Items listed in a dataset
* * *
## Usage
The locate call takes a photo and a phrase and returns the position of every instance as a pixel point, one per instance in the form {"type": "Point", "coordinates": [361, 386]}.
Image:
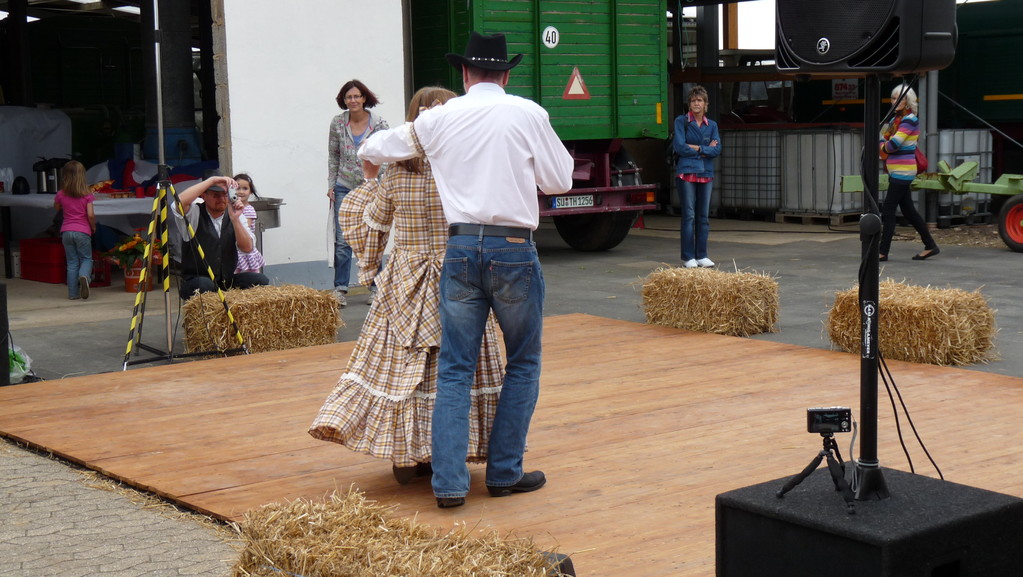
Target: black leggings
{"type": "Point", "coordinates": [898, 196]}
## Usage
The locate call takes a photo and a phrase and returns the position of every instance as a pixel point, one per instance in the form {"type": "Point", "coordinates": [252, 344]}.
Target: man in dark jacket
{"type": "Point", "coordinates": [221, 238]}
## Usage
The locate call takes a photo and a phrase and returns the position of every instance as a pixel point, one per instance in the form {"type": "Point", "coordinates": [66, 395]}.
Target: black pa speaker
{"type": "Point", "coordinates": [853, 39]}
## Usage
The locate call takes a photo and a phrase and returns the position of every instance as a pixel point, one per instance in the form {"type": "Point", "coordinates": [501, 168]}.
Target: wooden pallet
{"type": "Point", "coordinates": [814, 218]}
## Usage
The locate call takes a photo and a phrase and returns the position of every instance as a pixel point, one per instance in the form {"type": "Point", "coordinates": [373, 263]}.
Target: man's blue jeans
{"type": "Point", "coordinates": [480, 274]}
{"type": "Point", "coordinates": [342, 250]}
{"type": "Point", "coordinates": [695, 198]}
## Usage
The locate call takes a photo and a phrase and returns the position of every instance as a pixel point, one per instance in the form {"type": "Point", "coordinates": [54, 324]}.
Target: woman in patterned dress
{"type": "Point", "coordinates": [383, 403]}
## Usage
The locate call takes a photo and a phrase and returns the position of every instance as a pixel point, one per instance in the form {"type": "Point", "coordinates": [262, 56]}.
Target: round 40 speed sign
{"type": "Point", "coordinates": [550, 37]}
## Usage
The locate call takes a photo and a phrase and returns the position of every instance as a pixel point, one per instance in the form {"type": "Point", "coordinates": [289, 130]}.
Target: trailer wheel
{"type": "Point", "coordinates": [1011, 223]}
{"type": "Point", "coordinates": [593, 232]}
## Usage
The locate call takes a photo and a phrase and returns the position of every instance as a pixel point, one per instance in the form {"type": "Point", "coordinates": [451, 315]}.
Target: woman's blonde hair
{"type": "Point", "coordinates": [73, 180]}
{"type": "Point", "coordinates": [426, 97]}
{"type": "Point", "coordinates": [909, 97]}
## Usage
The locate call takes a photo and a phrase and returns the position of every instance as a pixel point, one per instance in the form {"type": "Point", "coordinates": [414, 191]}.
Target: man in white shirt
{"type": "Point", "coordinates": [489, 151]}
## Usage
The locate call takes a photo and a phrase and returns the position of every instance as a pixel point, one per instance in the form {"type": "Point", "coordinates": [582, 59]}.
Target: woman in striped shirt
{"type": "Point", "coordinates": [898, 148]}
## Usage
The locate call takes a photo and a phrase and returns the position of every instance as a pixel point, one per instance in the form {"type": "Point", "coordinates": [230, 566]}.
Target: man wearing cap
{"type": "Point", "coordinates": [220, 240]}
{"type": "Point", "coordinates": [489, 151]}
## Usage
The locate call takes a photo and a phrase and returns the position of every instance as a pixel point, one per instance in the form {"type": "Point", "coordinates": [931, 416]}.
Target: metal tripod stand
{"type": "Point", "coordinates": [835, 465]}
{"type": "Point", "coordinates": [166, 201]}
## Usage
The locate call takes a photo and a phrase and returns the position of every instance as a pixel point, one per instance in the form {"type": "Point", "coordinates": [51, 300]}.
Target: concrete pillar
{"type": "Point", "coordinates": [181, 144]}
{"type": "Point", "coordinates": [18, 90]}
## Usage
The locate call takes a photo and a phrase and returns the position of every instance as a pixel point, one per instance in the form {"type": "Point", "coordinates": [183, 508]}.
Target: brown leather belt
{"type": "Point", "coordinates": [489, 230]}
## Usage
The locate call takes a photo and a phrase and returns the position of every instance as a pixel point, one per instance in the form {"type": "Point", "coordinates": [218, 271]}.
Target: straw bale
{"type": "Point", "coordinates": [943, 326]}
{"type": "Point", "coordinates": [348, 535]}
{"type": "Point", "coordinates": [740, 304]}
{"type": "Point", "coordinates": [270, 318]}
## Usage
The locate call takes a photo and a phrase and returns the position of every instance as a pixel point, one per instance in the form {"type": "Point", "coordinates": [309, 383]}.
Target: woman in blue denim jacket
{"type": "Point", "coordinates": [697, 143]}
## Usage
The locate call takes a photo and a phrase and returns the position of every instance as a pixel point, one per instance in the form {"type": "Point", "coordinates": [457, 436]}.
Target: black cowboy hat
{"type": "Point", "coordinates": [485, 51]}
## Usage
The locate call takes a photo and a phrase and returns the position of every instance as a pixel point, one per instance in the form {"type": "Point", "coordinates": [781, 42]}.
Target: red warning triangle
{"type": "Point", "coordinates": [576, 89]}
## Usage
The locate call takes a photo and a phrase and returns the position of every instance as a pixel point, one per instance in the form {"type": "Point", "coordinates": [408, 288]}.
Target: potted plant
{"type": "Point", "coordinates": [129, 254]}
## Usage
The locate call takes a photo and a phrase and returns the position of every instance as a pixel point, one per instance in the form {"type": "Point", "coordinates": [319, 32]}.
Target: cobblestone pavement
{"type": "Point", "coordinates": [54, 522]}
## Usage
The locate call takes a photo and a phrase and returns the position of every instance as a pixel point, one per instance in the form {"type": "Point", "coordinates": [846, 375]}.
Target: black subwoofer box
{"type": "Point", "coordinates": [927, 528]}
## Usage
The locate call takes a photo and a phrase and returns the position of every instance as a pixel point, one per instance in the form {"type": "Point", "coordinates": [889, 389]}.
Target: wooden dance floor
{"type": "Point", "coordinates": [637, 428]}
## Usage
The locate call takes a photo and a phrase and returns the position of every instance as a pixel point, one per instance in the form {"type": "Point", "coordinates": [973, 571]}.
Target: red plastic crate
{"type": "Point", "coordinates": [43, 260]}
{"type": "Point", "coordinates": [47, 250]}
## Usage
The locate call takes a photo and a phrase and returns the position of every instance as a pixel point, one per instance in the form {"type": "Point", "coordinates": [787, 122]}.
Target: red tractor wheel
{"type": "Point", "coordinates": [1011, 223]}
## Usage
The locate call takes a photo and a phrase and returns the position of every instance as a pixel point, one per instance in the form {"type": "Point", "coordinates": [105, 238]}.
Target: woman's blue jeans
{"type": "Point", "coordinates": [480, 274]}
{"type": "Point", "coordinates": [78, 253]}
{"type": "Point", "coordinates": [695, 198]}
{"type": "Point", "coordinates": [342, 250]}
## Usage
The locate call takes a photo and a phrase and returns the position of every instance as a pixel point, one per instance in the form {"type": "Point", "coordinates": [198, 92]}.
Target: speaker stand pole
{"type": "Point", "coordinates": [870, 479]}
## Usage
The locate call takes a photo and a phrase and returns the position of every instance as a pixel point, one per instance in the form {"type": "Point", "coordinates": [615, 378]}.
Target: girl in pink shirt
{"type": "Point", "coordinates": [75, 201]}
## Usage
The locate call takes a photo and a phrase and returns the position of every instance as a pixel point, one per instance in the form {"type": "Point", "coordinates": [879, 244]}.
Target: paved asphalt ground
{"type": "Point", "coordinates": [55, 522]}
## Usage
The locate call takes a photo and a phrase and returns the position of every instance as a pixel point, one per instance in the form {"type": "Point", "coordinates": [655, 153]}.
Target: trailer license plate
{"type": "Point", "coordinates": [573, 202]}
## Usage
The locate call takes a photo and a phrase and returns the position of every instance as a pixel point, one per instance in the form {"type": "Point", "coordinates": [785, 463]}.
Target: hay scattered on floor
{"type": "Point", "coordinates": [943, 326]}
{"type": "Point", "coordinates": [270, 318]}
{"type": "Point", "coordinates": [348, 535]}
{"type": "Point", "coordinates": [740, 304]}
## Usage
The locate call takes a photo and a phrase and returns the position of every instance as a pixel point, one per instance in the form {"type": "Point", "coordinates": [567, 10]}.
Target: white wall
{"type": "Point", "coordinates": [285, 63]}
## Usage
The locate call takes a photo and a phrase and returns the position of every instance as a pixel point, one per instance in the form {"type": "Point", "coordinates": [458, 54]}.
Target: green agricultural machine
{"type": "Point", "coordinates": [960, 181]}
{"type": "Point", "coordinates": [598, 68]}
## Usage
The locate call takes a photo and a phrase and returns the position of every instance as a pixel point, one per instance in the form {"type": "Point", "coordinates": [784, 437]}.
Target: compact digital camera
{"type": "Point", "coordinates": [829, 419]}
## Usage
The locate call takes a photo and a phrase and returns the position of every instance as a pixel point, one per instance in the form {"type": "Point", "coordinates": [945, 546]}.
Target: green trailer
{"type": "Point", "coordinates": [598, 68]}
{"type": "Point", "coordinates": [961, 181]}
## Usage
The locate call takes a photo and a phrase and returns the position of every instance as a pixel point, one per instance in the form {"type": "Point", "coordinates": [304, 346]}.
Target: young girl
{"type": "Point", "coordinates": [249, 262]}
{"type": "Point", "coordinates": [79, 224]}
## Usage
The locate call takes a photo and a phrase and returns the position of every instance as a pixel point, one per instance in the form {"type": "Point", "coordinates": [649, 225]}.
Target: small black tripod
{"type": "Point", "coordinates": [836, 467]}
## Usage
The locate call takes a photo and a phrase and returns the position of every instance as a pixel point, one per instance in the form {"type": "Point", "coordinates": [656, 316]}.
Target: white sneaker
{"type": "Point", "coordinates": [83, 286]}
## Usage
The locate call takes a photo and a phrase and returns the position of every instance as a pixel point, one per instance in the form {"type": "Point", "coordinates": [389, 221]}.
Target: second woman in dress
{"type": "Point", "coordinates": [383, 403]}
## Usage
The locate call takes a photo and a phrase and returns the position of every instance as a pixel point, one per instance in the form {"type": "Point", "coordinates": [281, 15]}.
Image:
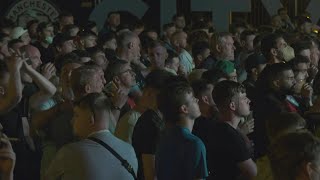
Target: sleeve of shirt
{"type": "Point", "coordinates": [57, 166]}
{"type": "Point", "coordinates": [200, 170]}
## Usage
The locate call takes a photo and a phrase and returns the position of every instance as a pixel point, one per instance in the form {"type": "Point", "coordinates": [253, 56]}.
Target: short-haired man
{"type": "Point", "coordinates": [87, 159]}
{"type": "Point", "coordinates": [112, 22]}
{"type": "Point", "coordinates": [275, 48]}
{"type": "Point", "coordinates": [180, 154]}
{"type": "Point", "coordinates": [222, 47]}
{"type": "Point", "coordinates": [229, 157]}
{"type": "Point", "coordinates": [45, 34]}
{"type": "Point", "coordinates": [179, 21]}
{"type": "Point", "coordinates": [87, 39]}
{"type": "Point", "coordinates": [179, 42]}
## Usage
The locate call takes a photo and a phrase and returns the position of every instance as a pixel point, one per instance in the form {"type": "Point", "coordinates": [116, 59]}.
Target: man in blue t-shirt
{"type": "Point", "coordinates": [180, 154]}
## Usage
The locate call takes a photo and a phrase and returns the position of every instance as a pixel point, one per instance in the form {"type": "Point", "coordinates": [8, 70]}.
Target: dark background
{"type": "Point", "coordinates": [82, 9]}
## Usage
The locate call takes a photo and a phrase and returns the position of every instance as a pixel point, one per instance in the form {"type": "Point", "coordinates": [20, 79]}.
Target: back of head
{"type": "Point", "coordinates": [291, 154]}
{"type": "Point", "coordinates": [224, 92]}
{"type": "Point", "coordinates": [172, 97]}
{"type": "Point", "coordinates": [156, 79]}
{"type": "Point", "coordinates": [125, 38]}
{"type": "Point", "coordinates": [214, 76]}
{"type": "Point", "coordinates": [282, 123]}
{"type": "Point", "coordinates": [268, 42]}
{"type": "Point", "coordinates": [114, 68]}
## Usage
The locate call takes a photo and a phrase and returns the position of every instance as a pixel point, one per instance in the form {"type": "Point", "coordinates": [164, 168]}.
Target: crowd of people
{"type": "Point", "coordinates": [128, 102]}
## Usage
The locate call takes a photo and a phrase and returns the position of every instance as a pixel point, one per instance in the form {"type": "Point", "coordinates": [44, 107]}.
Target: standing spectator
{"type": "Point", "coordinates": [180, 154]}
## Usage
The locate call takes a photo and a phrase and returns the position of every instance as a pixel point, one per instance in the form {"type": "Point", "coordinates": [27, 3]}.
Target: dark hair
{"type": "Point", "coordinates": [31, 22]}
{"type": "Point", "coordinates": [200, 86]}
{"type": "Point", "coordinates": [43, 25]}
{"type": "Point", "coordinates": [289, 152]}
{"type": "Point", "coordinates": [167, 26]}
{"type": "Point", "coordinates": [64, 14]}
{"type": "Point", "coordinates": [298, 60]}
{"type": "Point", "coordinates": [268, 42]}
{"type": "Point", "coordinates": [156, 79]}
{"type": "Point", "coordinates": [300, 46]}
{"type": "Point", "coordinates": [96, 102]}
{"type": "Point", "coordinates": [3, 69]}
{"type": "Point", "coordinates": [225, 91]}
{"type": "Point", "coordinates": [246, 33]}
{"type": "Point", "coordinates": [114, 68]}
{"type": "Point", "coordinates": [174, 17]}
{"type": "Point", "coordinates": [199, 47]}
{"type": "Point", "coordinates": [172, 97]}
{"type": "Point", "coordinates": [213, 75]}
{"type": "Point", "coordinates": [171, 55]}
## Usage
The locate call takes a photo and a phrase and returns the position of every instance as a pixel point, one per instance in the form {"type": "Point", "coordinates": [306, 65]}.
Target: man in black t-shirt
{"type": "Point", "coordinates": [228, 155]}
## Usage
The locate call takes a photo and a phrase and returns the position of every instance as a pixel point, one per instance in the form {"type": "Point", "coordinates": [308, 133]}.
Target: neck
{"type": "Point", "coordinates": [230, 118]}
{"type": "Point", "coordinates": [186, 123]}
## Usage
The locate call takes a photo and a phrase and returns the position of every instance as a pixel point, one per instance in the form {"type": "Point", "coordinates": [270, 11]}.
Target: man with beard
{"type": "Point", "coordinates": [276, 49]}
{"type": "Point", "coordinates": [275, 86]}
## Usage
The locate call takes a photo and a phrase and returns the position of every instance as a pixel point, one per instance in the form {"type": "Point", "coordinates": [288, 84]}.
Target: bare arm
{"type": "Point", "coordinates": [47, 89]}
{"type": "Point", "coordinates": [248, 169]}
{"type": "Point", "coordinates": [14, 91]}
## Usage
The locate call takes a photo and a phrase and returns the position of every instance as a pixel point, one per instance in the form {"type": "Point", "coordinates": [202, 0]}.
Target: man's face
{"type": "Point", "coordinates": [276, 22]}
{"type": "Point", "coordinates": [35, 57]}
{"type": "Point", "coordinates": [233, 76]}
{"type": "Point", "coordinates": [192, 105]}
{"type": "Point", "coordinates": [98, 82]}
{"type": "Point", "coordinates": [100, 59]}
{"type": "Point", "coordinates": [4, 81]}
{"type": "Point", "coordinates": [114, 20]}
{"type": "Point", "coordinates": [249, 42]}
{"type": "Point", "coordinates": [242, 105]}
{"type": "Point", "coordinates": [112, 44]}
{"type": "Point", "coordinates": [66, 20]}
{"type": "Point", "coordinates": [180, 22]}
{"type": "Point", "coordinates": [158, 56]}
{"type": "Point", "coordinates": [315, 54]}
{"type": "Point", "coordinates": [306, 28]}
{"type": "Point", "coordinates": [136, 49]}
{"type": "Point", "coordinates": [81, 121]}
{"type": "Point", "coordinates": [90, 41]}
{"type": "Point", "coordinates": [287, 81]}
{"type": "Point", "coordinates": [47, 32]}
{"type": "Point", "coordinates": [227, 48]}
{"type": "Point", "coordinates": [170, 31]}
{"type": "Point", "coordinates": [25, 38]}
{"type": "Point", "coordinates": [306, 53]}
{"type": "Point", "coordinates": [68, 47]}
{"type": "Point", "coordinates": [182, 39]}
{"type": "Point", "coordinates": [127, 76]}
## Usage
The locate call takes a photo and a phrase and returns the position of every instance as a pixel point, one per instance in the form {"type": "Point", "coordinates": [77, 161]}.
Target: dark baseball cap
{"type": "Point", "coordinates": [60, 38]}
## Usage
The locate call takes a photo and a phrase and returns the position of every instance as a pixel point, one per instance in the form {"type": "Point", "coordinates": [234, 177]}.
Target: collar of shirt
{"type": "Point", "coordinates": [98, 132]}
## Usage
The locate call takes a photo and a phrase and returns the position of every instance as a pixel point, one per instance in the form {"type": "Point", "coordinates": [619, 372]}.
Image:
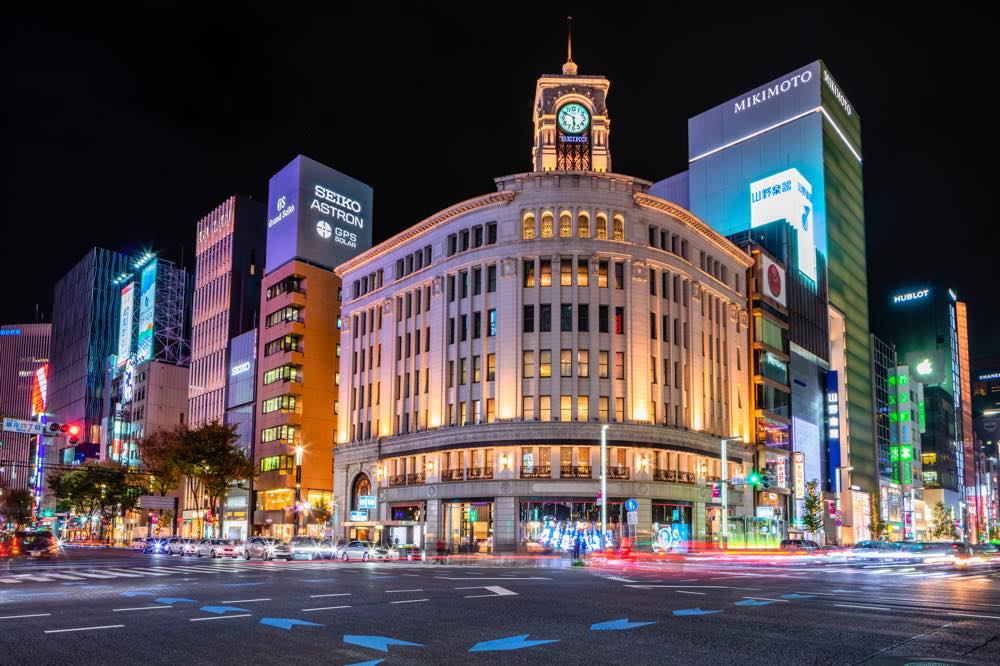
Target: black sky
{"type": "Point", "coordinates": [127, 128]}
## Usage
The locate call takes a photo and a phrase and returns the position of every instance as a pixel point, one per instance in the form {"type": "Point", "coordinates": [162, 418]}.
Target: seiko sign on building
{"type": "Point", "coordinates": [316, 214]}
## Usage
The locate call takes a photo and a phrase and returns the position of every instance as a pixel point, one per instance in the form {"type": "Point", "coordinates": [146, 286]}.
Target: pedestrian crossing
{"type": "Point", "coordinates": [108, 573]}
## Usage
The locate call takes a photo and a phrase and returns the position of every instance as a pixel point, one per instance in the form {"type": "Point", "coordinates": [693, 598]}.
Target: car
{"type": "Point", "coordinates": [217, 548]}
{"type": "Point", "coordinates": [39, 543]}
{"type": "Point", "coordinates": [364, 551]}
{"type": "Point", "coordinates": [266, 548]}
{"type": "Point", "coordinates": [305, 548]}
* * *
## Short task
Pick out every line above that contains the word "floor" and copy each one. Case counts.

## Exercise response
Target: wooden dance floor
Target: hay scattered on floor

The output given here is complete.